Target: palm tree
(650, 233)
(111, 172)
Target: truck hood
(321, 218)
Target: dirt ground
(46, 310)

++++++++++++++++++++

▶ WHAT THE EXERCISE ASKS
Revise the rows above by changing each "Target" to "Object" and leaving everything else untouched.

▶ SOLUTION
Object: palm tree
(650, 233)
(111, 172)
Object: truck hood
(321, 218)
Object: dirt ground
(46, 310)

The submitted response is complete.